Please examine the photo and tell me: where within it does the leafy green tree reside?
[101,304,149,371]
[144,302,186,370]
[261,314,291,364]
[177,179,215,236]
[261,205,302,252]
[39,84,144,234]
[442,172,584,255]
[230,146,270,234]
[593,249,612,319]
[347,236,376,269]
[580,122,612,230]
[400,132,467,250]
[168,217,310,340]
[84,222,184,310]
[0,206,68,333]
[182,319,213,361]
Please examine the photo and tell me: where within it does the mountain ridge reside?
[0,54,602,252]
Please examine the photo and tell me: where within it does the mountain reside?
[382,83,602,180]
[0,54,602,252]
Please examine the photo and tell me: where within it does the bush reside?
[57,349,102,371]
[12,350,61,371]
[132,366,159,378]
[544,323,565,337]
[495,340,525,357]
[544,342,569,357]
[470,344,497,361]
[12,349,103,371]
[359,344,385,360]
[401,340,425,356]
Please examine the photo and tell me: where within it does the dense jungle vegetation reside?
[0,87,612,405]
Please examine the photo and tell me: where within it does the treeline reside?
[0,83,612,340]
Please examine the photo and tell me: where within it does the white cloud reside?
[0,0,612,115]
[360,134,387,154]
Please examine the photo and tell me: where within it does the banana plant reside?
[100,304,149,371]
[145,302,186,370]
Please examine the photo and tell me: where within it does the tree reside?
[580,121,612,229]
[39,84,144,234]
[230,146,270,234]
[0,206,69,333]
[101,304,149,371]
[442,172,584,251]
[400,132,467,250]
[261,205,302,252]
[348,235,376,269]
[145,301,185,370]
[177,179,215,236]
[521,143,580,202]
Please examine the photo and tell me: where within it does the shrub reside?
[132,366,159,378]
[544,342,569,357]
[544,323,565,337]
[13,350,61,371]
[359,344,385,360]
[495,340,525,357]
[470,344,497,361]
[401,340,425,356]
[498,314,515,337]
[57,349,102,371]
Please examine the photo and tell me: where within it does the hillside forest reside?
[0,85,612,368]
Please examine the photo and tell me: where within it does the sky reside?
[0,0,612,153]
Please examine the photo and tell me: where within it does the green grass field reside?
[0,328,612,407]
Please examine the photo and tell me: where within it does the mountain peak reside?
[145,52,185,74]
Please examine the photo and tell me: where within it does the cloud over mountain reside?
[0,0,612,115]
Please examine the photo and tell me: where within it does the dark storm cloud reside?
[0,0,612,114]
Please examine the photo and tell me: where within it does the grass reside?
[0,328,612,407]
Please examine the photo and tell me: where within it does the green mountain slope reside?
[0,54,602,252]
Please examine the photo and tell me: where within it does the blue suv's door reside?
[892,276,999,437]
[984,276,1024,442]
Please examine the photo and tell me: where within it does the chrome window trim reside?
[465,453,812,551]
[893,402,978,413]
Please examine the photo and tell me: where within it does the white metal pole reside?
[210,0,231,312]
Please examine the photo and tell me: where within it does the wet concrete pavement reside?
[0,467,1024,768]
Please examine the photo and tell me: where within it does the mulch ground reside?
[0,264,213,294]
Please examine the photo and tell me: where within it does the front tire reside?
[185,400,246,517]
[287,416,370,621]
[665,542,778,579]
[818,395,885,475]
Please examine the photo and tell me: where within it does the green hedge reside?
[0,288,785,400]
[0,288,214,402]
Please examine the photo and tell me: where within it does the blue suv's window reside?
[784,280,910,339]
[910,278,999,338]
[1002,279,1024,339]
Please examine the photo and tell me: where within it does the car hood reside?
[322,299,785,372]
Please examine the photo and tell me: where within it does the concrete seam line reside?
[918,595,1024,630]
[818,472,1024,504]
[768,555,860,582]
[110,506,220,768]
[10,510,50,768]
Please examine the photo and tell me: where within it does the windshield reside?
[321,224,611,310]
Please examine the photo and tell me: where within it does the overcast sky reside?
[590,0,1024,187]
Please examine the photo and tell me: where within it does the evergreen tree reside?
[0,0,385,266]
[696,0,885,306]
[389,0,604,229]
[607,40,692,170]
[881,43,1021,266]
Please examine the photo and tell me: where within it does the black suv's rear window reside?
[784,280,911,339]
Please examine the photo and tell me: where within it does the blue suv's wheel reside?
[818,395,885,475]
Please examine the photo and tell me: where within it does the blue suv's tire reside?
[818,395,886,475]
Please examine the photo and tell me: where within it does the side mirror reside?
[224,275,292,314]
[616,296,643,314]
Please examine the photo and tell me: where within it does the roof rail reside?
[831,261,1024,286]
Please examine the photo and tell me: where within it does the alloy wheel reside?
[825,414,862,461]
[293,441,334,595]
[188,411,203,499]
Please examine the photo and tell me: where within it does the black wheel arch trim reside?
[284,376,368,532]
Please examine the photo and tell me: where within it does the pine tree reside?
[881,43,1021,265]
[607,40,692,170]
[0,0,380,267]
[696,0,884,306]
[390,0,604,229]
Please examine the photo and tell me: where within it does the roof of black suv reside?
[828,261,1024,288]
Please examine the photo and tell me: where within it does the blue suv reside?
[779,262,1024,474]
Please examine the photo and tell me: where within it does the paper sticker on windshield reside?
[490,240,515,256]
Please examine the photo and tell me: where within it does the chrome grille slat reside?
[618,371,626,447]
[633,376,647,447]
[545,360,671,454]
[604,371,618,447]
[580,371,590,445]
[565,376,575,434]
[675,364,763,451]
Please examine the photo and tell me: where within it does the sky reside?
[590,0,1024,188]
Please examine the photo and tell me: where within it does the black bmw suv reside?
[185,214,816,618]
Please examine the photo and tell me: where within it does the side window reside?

* * *

Reproduce verbatim the rows above, starting at the row that contains "seam line reside?" and ending at the row that contains "[10,510,50,768]", with both of those rows included.

### Output of the exercise
Please examine the photo and tell me: where within it does the concrete seam line reside?
[918,595,1024,630]
[818,472,1024,504]
[768,555,860,582]
[110,506,220,768]
[10,510,50,768]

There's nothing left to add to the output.